If you mowed 20 feet away the hive was not Africanized you needlessly killed the bees. Next time call a beekeeper.


----------



## mathesonequip (Jul 9, 2012)

i love this post.. not killer bees just mean ones... i suspect you may soon become a beekeeper, you are fearless and stuburn enough. let alone willing to put more in a lost cause. welcome to beekeeping/ you already know more than 2/3 of the beginers. :shhhh:


----------



## fieldsofnaturalhoney (Feb 29, 2012)

"What's the cheapest, smallest, "experimental" investment one can do to try it out, and also about production. How much honey could a backyard beekeeping operation produce?"

Depends on how many hives are on the property and yearly nectar flows. One of the cheapest routes would be to find a beekeeper in your area and have them use your property as an out yard, all the benefits of learning/watching/participating on how to care for bees, without the expense. WARNING: all beekeepers have different personalities and management techniques, so try to find one that aligns with yours


----------



## mathesonequip (Jul 9, 2012)

i am not sure about your sense of humor tighty.... your handle should be wylye. as in wyle-e-coyote going after road-runner bees. you need stuff from acme bee supply for best results.


----------



## Jim Hancock (Dec 30, 2016)

Don't try to crack those transformer boxes open without the proper training! There's a reason they use a penta socket to secure the box. You'll find something a lot worse than bees to contend with because there's most likely 3-7000 volts in that transformer and most insecticides are not di-electrically rated, meaning the voltage could track right up the stream and kill you or cause an arc-blast explosion and burn or kill you.
───
### REQUIREMENT 1:
According to the beekeeping thread, what voltage is most likely present in the transformer box?

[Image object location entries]
───
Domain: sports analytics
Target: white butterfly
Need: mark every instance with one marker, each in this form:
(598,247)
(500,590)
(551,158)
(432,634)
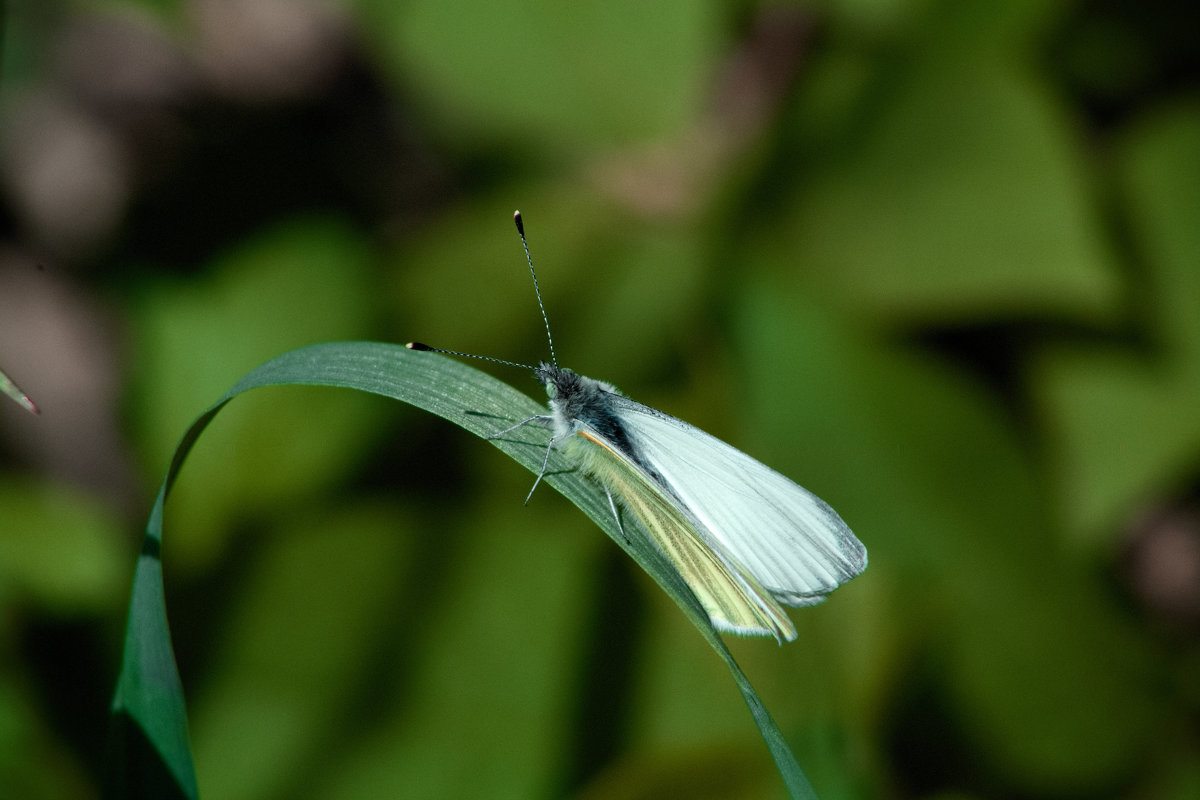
───
### REQUIREMENT 2:
Extract every line of the image object location entries, reproducing each one unchanged, and omit the picture from your answer.

### EXPECTED ANSWER 1:
Most likely 3-7000 volts.

### EXPECTED ANSWER 2:
Domain: sports analytics
Target: white butterfly
Need: mark every instance with one marker, each in this form:
(598,247)
(500,590)
(551,158)
(432,634)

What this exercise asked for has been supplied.